[[ DATASET EXCERPTS open ]]

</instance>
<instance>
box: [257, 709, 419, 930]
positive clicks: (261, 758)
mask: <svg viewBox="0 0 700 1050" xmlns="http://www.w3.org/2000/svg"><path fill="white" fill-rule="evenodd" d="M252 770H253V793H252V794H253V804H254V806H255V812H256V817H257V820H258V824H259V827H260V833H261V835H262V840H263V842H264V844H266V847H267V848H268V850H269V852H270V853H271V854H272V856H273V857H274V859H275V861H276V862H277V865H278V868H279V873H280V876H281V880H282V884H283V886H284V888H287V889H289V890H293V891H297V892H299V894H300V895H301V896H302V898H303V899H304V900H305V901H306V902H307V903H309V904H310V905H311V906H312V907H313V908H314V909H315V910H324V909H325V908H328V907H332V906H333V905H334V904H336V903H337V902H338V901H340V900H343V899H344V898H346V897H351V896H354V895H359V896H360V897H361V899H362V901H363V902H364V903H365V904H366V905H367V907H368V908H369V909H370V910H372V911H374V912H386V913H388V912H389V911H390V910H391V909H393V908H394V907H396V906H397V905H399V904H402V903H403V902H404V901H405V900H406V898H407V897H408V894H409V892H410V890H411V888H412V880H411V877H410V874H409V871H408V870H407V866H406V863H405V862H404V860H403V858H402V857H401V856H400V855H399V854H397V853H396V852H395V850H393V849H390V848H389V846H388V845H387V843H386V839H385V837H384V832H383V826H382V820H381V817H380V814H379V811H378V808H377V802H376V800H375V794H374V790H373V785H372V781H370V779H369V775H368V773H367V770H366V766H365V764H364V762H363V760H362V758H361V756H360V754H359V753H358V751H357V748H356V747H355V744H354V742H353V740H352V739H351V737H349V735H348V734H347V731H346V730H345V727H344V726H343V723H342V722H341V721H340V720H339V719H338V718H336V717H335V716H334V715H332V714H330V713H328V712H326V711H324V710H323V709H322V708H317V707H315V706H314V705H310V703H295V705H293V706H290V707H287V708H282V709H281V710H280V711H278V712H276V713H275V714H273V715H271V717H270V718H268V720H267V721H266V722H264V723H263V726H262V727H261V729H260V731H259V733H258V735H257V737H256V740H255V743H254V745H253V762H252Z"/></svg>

[[ DATASET EXCERPTS closed ]]

- WHAT IS EXPECTED -
Please rewrite every row of the source data with "positive clicks" changed to "foreground clicks" and everything else left as it is.

- TASK RESPONSE -
</instance>
<instance>
box: [257, 709, 419, 930]
foreground clicks: (261, 758)
mask: <svg viewBox="0 0 700 1050" xmlns="http://www.w3.org/2000/svg"><path fill="white" fill-rule="evenodd" d="M252 770H253V793H252V794H253V804H254V806H255V812H256V817H257V820H258V824H259V827H260V833H261V835H262V840H263V842H264V844H266V847H267V848H268V850H269V852H270V853H271V854H272V856H273V857H274V859H275V861H276V862H277V865H278V868H279V873H280V876H281V880H282V884H283V886H284V888H287V889H289V890H293V891H297V892H299V894H300V895H301V896H302V898H303V899H304V900H305V901H306V902H307V903H309V904H310V905H311V906H312V907H313V908H314V909H315V910H324V909H325V908H328V907H332V906H333V905H334V904H336V903H337V902H338V901H340V900H343V899H344V898H346V897H351V896H354V895H359V896H360V897H361V899H362V901H363V902H364V903H365V904H366V905H367V907H368V908H369V909H370V910H372V911H374V912H386V913H388V912H389V911H390V910H391V909H393V908H394V907H396V906H397V905H399V904H402V903H403V902H404V901H405V900H406V898H407V897H408V894H409V892H410V890H411V888H412V880H411V877H410V874H409V871H408V870H407V866H406V863H405V862H404V860H403V858H402V857H401V856H400V855H399V854H397V853H396V852H395V850H393V849H390V848H389V846H388V845H387V843H386V839H385V837H384V832H383V826H382V820H381V817H380V814H379V811H378V808H377V802H376V800H375V794H374V790H373V785H372V781H370V779H369V775H368V773H367V770H366V766H365V764H364V762H363V760H362V758H361V756H360V754H359V753H358V751H357V748H356V747H355V744H354V742H353V740H352V739H351V737H349V735H348V734H347V731H346V730H345V727H344V726H343V723H342V722H341V721H340V720H339V719H338V718H336V717H335V716H334V715H332V714H330V713H328V712H326V711H324V710H323V709H322V708H317V707H315V706H314V705H310V703H295V705H293V706H290V707H287V708H282V709H281V710H280V711H278V712H276V713H275V714H273V715H271V717H270V718H268V720H267V721H266V722H264V723H263V726H262V727H261V729H260V731H259V733H258V735H257V737H256V740H255V743H254V745H253V762H252Z"/></svg>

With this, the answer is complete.